> _What is being asked_:
List every line in the listing below that contains the word "wall".

[BEGIN Material]

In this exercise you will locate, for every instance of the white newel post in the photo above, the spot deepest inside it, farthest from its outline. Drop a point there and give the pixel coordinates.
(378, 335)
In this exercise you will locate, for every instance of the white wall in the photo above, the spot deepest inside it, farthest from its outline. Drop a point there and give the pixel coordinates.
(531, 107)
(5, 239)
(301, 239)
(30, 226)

[END Material]
[BEGIN Material]

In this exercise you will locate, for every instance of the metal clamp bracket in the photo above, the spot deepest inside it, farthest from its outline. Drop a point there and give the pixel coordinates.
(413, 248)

[END Material]

> _Response to this exercise_:
In this exercise you will locate, for every instance of the white wall in the photo above, the spot deepest inside it, farthest from its outline. Drop a point there and give the pixel coordinates.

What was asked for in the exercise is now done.